WHAT YOU NEED TO DO
From the notebook on the bank entry classifier, reproduce word for word the part that opens with the words containing "# Table of content" and closes with "there per account?](#HowManyBankEntriesPerAccount)".

TEXT EXTRACT
============================================================

In [None]:
import numpy as np
import csv
import pandas as pd
import matplotlib.pyplot as plt
import baseline_classifier as bsclf
%matplotlib inline

# Table of content
* [1 The assignment](#Introduction)
* [2 The data](#TheData)
* [3 Loading the data](#LoadingTheData)
* [4 Exploratory data analysis](#ExploratoryDataAnalysis)
    * [4.1 How many bank entries do companies have?](#HowManyBankEntries)
    * [4.2 How many accounts do companies have?](#HowManyAccounts)
    * [4.3 How many bank entries are there per account?](#HowManyBankEntriesPerAccount)
    * [4.4 Summary of exploratory data analysis](#SummaryOfExploratory)
    * [4.5 Looking into a single company in more detail](#SingleCompanyExploratory) 
* [5 Building the baseline classifier](#BuildingTheBaselineClassifier) (Part 1)
* [6 Testing the baseline classifier](#TestingTheBaselineClassifier)
    * [6.1 Testing on a single company](#TestingTheBaselineClassifierOnSingle)
    * [6.2 Testing the classifier on each company](#TestingTheBaselineClassifierOnAll)
    * [6.3 Summary of the baseline classifier](#SummaryOfTheBaselineClassifier)
* [7 Taking advantage of the data across different companies](#TheSecondPart) (Part 2)
    * [7.1 Mapping text onto features](#MappingText)

# 1. The assignment<a id='Introduction'></a>
This is my solution to the hiring assignment e-conomics posed the candidates applying for a position as a Data Scientist on the machine learning team. The assignment is descibed in detail [here](https://github.com/e-conomic/hiring-assigments/tree/master/autosuggest/bankrec-assignment).

============================================================

DATA BLOCK
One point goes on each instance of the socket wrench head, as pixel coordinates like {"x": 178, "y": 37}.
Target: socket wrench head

============================================================

RIGHT ANSWER
# Table of content
* [1 The assignment](#Introduction)
* [2 The data](#TheData)
* [3 Loading the data](#LoadingTheData)
* [4 Exploratory data analysis](#ExploratoryDataAnalysis)
    * [4.1 How many bank entries do companies have?](#HowManyBankEntries)
    * [4.2 How many accounts do companies have?](#HowManyAccounts)
    * [4.3 How many bank entries are there per account?](#HowManyBankEntriesPerAccount)